### EXERCISE TASK A
Pull out every line in the entries that contains the string "shows", and copy those lines. Case counts.

### TEXT PASSAGE
Thanks, Konstantine. I've incorporated your suggestion about the `tick()`
mention, and it sounds like my recent changes satisfy all of your other
concerns (which seem relatively minor). So I'll go ahead and start a vote
and we can continue to fine tune the wording.

Best regards,

Randall

On Mon, Jun 7, 2021 at 2:31 PM Konstantine Karantasis
<konstant...@confluent.io.invalid> wrote:

> Thanks Randall. I reply inline as well.
>
>
> On Sat, Jun 5, 2021 at 1:57 PM Randall Hauch <rha...@apache.org> wrote:
>
> > Thanks for the review and feedback, Konstantine. I think I've addressed
> all
> > of your concerns below.
> >
> > On Fri, Jun 4, 2021 at 7:55 PM Konstantine Karantasis
> > <konstant...@confluent.io.invalid> wrote:
> >
> > > Thanks for the KIP Randall!
> > > Really happy to see this feature coming along finally. Will indeed
> > resolve
> > > an unintuitive aspect of Connect's REST API.
> > >
> > > I'm in favor of the current approach overall. Just a few comments below
> > > that could use a brief discussion:
> > >
> > > 1) Is there a specific reason why you choose the config topic to
> persist
> > > the restart requests?
> > > I know it doesn't really matter which internal topic is used for
> > backwards
> > > compatibility, because the worker ignores records that does not
> > understand.

### EXERCISE TASK B
Please retype the email thread from "On Mon, Jun" up to and including "your concerns below.".

### RECORD SET
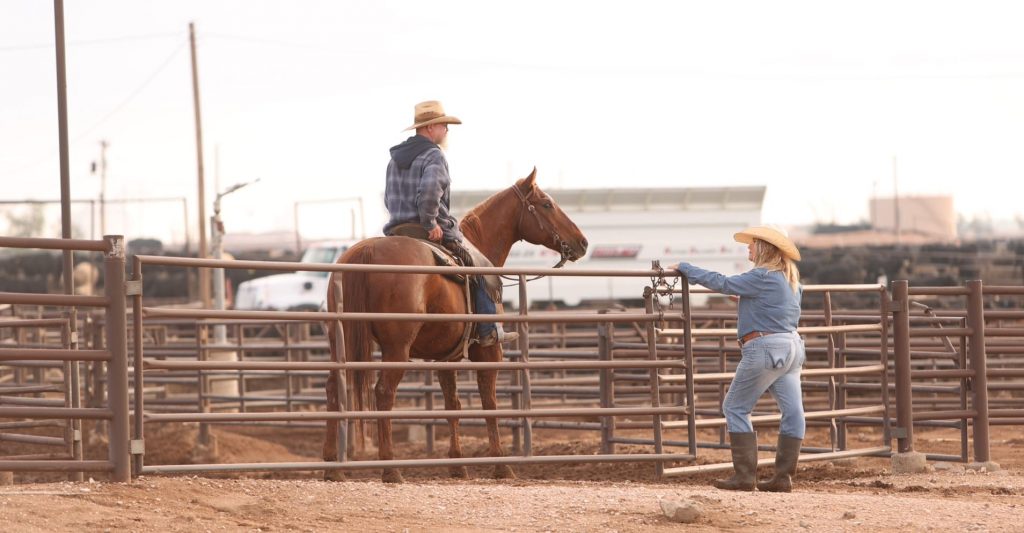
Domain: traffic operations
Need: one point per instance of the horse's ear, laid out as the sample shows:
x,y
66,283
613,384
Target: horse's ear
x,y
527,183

---

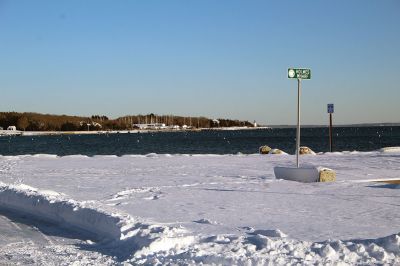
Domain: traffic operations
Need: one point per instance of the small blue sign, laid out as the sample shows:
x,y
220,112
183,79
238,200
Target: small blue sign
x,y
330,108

### TASK RESULT A
Need: one point per instance of the horse's ear, laid out as the sample shows:
Need: one point per instance of the small blue sign, laid out as the sample shows:

### TASK RESULT B
On Mon, Jun 7, 2021 at 2:31 PM Konstantine Karantasis
<konstant...@confluent.io.invalid> wrote:

> Thanks Randall. I reply inline as well.
>
>
> On Sat, Jun 5, 2021 at 1:57 PM Randall Hauch <rha...@apache.org> wrote:
>
> > Thanks for the review and feedback, Konstantine. I think I've addressed
> all
> > of your concerns below.